» **TEXTO A LER**:
▼▼▼
Resta, pois, aplicar-lhes o direito, tendo em vista a resolução da supramencionada questão que constitui o objecto do recurso que ora cumpre apreciar e decidir.
E fazendo-o começamos por dizer que, o art.º 185.º do CIRE limita a qualificação da insolvência a duas formas: a culposa e a fortuita. E o art.º 186.º, por sua vez, para além de definir o conceito de insolvência culposa, ou seja, “a insolvência é culposa quando a situação tiver sido criada ou agravada em consequência da actuação, dolosa ou com culpa grave, do devedor, ou dos seus administradores, de direito ou de facto, nos três anos anteriores ao início do processo de insolvência”, cfr. n.º1, estabelece um conjunto de factos típicos ou factos-índices que, se verificados, conduzem, à qualificação da insolvência como culposa, cfr. n.º 2; e consigna uma presunção de culpa grave dos administradores do devedor que não seja uma pessoa singular, verificadas as situações aí previstas, n.º 3 do citado art.º 186.º do CIRE.
Como vem sendo defendido, quase em unanimidade, na Doutrina e na nossa Jurisprudência, maioritária, entende-se que o n.º 2 do citado art.º 186.º do CIRE estabelece, em termos objectivos (desde que verificados/provados os factos integrantes das circunstâncias previstas em cada uma das suas alíneas), uma presunção “juris et de jure”, (inilidível), de insolvência culposa, enquanto que o n.º 3 desse mesmo preceito consagra apenas, ou pelo contrário, uma presunção “juris tantum”, (ilidível), de culpa grave dos administradores, o que pressupõe e presume a existência de causalidade entre a actuação dos administradores do devedor e a criação ou agravamento do estado de insolvência, neste mesmo sentido.
▲▲▲
» **O QUE FAZER**:
**a.** Diga se cada uma das afirmações seguintes está de acordo com o texto: responda sim ou não e cite literalmente as palavras do texto que o determinam. (i) O art.º 185.º do CIRE admite três formas de qualificação da insolvência. (ii) O n.º 3 do art.º 186.º do CIRE consagra uma presunção ilidível de culpa grave dos administradores. (iii) Para a insolvência culposa releva a atuação ocorrida nos três anos anteriores ao início do processo de insolvência.
**b.** Reproduza sem alterações o trecho do texto que vai de "Como vem sendo" a "neste mesmo sentido.".
Responda apenas com base no texto.

» **CONJUNTO DE ITENS**:
▼▼▼
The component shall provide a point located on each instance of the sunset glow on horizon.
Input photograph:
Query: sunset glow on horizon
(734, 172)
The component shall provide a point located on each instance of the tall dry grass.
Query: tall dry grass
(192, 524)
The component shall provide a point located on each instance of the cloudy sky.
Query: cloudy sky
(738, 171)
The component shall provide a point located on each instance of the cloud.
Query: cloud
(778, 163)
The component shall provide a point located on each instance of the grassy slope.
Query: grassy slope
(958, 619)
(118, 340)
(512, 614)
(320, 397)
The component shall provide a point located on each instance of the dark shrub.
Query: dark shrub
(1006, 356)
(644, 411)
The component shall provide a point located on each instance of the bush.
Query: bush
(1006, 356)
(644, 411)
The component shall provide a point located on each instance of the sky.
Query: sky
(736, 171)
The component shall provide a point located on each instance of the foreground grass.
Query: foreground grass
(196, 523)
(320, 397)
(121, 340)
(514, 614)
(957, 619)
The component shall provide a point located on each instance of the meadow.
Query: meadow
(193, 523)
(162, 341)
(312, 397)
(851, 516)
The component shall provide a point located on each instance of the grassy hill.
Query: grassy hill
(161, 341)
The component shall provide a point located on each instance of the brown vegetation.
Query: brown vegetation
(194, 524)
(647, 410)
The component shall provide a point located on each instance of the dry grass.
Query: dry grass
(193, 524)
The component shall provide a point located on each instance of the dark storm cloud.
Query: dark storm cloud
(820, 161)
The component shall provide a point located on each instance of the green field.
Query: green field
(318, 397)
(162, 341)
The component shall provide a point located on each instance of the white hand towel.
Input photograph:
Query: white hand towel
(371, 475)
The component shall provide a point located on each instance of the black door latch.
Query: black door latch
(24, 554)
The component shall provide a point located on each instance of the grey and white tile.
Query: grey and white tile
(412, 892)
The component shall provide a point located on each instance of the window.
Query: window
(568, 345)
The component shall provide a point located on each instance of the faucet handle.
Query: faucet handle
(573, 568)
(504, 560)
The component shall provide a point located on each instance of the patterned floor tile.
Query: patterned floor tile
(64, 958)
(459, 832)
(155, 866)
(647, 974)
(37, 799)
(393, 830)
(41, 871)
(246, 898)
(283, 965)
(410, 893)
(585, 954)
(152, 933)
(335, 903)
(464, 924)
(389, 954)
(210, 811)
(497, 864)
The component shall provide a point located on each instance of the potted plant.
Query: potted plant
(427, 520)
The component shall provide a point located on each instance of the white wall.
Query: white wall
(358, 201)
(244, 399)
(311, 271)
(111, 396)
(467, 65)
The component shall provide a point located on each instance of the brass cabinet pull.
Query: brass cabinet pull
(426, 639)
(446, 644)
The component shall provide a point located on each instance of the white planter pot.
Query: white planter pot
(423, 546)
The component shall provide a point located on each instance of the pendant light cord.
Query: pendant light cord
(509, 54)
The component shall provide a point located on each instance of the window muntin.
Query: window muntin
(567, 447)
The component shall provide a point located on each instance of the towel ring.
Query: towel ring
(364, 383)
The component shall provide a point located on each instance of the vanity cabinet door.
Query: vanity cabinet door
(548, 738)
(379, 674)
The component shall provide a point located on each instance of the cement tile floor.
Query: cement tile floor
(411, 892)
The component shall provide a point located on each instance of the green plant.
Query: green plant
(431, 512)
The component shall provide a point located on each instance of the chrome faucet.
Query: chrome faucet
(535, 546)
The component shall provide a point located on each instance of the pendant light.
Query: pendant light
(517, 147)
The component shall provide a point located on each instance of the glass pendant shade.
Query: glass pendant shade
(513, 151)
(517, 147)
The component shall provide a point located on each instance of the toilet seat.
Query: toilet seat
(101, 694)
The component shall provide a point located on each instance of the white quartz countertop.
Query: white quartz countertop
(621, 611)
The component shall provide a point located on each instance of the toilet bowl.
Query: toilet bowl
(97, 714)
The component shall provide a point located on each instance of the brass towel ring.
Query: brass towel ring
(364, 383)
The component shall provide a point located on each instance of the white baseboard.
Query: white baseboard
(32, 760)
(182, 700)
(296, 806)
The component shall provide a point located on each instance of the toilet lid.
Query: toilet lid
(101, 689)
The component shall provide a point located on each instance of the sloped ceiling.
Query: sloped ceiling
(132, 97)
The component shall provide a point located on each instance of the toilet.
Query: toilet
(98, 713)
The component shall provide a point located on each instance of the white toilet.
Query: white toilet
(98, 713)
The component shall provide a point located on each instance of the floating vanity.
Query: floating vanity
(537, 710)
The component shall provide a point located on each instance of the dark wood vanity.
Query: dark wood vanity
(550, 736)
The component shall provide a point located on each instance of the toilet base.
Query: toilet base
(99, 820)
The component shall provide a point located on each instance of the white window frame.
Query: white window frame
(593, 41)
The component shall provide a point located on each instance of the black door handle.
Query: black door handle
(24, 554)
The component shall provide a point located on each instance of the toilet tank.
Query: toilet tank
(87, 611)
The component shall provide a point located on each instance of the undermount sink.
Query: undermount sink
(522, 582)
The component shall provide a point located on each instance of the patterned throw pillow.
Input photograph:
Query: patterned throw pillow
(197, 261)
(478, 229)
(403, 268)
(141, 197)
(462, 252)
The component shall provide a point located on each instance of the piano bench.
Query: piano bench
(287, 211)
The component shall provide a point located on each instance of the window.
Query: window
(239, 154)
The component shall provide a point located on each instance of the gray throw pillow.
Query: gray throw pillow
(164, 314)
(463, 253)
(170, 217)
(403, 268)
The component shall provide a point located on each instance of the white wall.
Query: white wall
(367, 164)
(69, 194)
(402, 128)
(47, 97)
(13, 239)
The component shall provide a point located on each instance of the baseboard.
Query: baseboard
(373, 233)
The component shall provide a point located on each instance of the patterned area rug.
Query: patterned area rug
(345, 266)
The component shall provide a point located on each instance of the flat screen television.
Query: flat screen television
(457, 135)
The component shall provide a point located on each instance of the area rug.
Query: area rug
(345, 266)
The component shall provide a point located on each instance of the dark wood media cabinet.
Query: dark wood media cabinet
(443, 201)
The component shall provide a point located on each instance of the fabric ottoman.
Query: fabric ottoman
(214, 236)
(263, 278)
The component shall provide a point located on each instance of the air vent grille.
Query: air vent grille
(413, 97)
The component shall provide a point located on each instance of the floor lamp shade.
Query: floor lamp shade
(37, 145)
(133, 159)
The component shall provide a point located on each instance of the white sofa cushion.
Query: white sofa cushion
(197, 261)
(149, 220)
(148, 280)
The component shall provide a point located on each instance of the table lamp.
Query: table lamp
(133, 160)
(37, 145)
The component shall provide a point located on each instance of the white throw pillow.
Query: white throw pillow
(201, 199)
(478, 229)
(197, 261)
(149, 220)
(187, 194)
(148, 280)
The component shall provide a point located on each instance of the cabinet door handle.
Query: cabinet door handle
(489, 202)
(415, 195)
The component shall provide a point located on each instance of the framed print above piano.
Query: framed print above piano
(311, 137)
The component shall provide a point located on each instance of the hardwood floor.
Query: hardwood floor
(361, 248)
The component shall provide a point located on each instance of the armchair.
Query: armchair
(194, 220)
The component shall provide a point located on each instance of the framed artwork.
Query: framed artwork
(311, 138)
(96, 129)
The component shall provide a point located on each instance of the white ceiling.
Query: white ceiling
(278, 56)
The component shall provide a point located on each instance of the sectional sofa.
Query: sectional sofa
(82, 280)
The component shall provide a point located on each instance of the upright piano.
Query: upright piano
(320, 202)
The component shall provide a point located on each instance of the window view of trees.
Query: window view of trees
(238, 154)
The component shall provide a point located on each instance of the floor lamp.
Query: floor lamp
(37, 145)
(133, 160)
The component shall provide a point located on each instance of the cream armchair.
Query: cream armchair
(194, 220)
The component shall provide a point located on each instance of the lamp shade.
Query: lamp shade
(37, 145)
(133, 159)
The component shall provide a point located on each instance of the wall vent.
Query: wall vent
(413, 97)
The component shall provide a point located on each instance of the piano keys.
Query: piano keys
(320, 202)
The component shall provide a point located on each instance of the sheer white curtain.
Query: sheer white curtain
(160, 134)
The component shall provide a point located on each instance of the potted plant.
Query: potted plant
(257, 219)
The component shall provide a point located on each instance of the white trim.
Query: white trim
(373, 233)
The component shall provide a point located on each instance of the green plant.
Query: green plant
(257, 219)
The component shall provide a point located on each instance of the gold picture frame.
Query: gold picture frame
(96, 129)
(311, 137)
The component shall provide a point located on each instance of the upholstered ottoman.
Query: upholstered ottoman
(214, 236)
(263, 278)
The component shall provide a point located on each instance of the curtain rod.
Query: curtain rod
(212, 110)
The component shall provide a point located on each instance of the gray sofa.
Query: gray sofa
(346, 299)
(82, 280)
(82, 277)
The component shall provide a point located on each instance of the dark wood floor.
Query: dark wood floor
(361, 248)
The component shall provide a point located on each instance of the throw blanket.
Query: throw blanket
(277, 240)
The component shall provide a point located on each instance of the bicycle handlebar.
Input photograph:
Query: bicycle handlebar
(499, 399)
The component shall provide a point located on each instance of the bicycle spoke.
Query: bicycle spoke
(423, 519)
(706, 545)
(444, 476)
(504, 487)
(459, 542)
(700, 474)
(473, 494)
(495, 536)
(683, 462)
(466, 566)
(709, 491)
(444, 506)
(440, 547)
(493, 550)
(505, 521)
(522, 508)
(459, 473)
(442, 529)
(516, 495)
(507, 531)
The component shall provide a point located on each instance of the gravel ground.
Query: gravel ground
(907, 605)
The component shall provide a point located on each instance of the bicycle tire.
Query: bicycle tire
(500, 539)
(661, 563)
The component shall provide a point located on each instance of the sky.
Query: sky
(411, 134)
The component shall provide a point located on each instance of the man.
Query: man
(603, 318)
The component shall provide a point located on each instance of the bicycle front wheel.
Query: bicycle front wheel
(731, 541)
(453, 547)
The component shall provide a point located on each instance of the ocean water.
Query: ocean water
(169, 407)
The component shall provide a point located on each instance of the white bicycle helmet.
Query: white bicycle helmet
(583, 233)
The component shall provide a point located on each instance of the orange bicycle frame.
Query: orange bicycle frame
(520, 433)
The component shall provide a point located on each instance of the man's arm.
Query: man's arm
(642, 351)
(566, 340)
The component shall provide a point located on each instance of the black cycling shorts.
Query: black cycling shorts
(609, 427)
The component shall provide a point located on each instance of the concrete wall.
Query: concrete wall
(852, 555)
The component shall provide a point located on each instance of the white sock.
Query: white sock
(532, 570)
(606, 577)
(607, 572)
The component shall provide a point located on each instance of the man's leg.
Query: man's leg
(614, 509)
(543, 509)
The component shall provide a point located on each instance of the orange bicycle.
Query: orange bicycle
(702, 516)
▲▲▲
» **RESULTADOS POR TAREFA**:
**a.**
(i) Não: «limita a qualificação da insolvência a duas formas: a culposa e a fortuita».
(ii) Sim: «consagra apenas, ou pelo contrário, uma presunção “juris tantum”, (ilidível), de culpa grave dos administradores».
(iii) Sim: «nos três anos anteriores ao início do processo de insolvência».

**b.**
Como vem sendo defendido, quase em unanimidade, na Doutrina e na nossa Jurisprudência, maioritária, entende-se que o n.º 2 do citado art.º 186.º do CIRE estabelece, em termos objectivos (desde que verificados/provados os factos integrantes das circunstâncias previstas em cada uma das suas alíneas), uma presunção “juris et de jure”, (inilidível), de insolvência culposa, enquanto que o n.º 3 desse mesmo preceito consagra apenas, ou pelo contrário, uma presunção “juris tantum”, (ilidível), de culpa grave dos administradores, o que pressupõe e presume a existência de causalidade entre a actuação dos administradores do devedor e a criação ou agravamento do estado de insolvência, neste mesmo sentido.